**AIM OF THE TASK:** Turn the lines below into a JSON list of strings, with one string per line and blank lines omitted. Leave the pictures out of your answer.

**LISTING:**
○ ○ ○ ○ ○ ○ ○
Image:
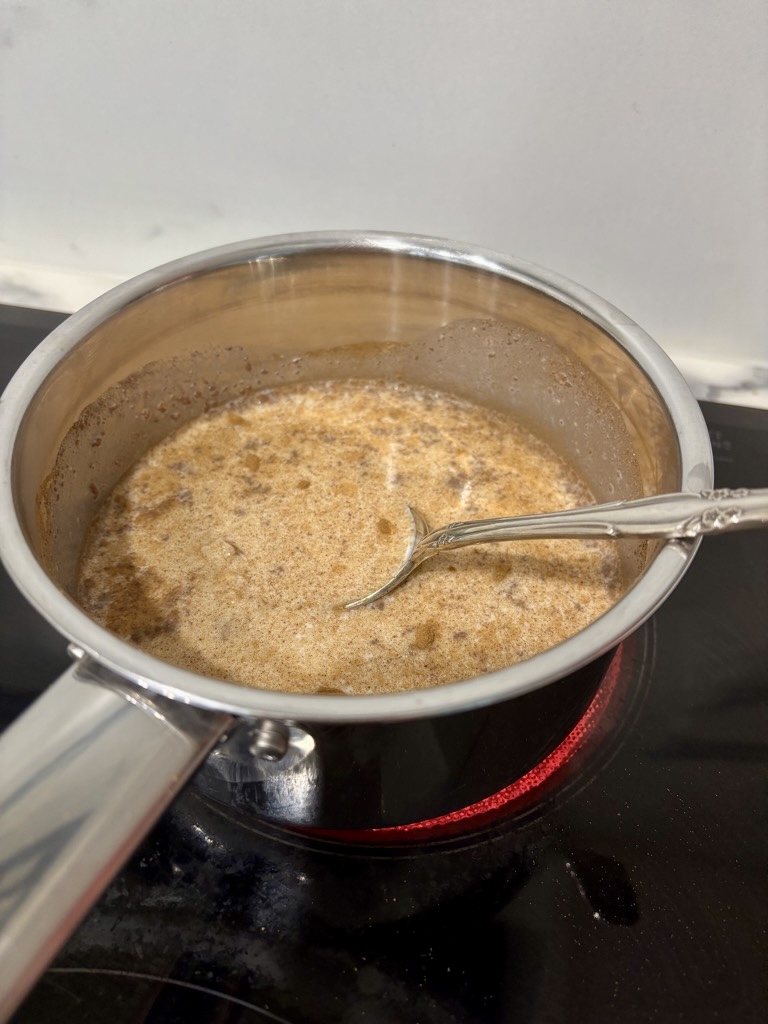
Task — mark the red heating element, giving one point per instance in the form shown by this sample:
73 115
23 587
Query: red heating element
511 798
○ ○ ○ ○ ○ ○ ○
**RESPONSE TO THE EXERCISE:**
[
  "Image:",
  "Task — mark the red heating element, giving one point per instance in the form shown by this sample:",
  "73 115",
  "23 587",
  "Query: red heating element",
  "511 798"
]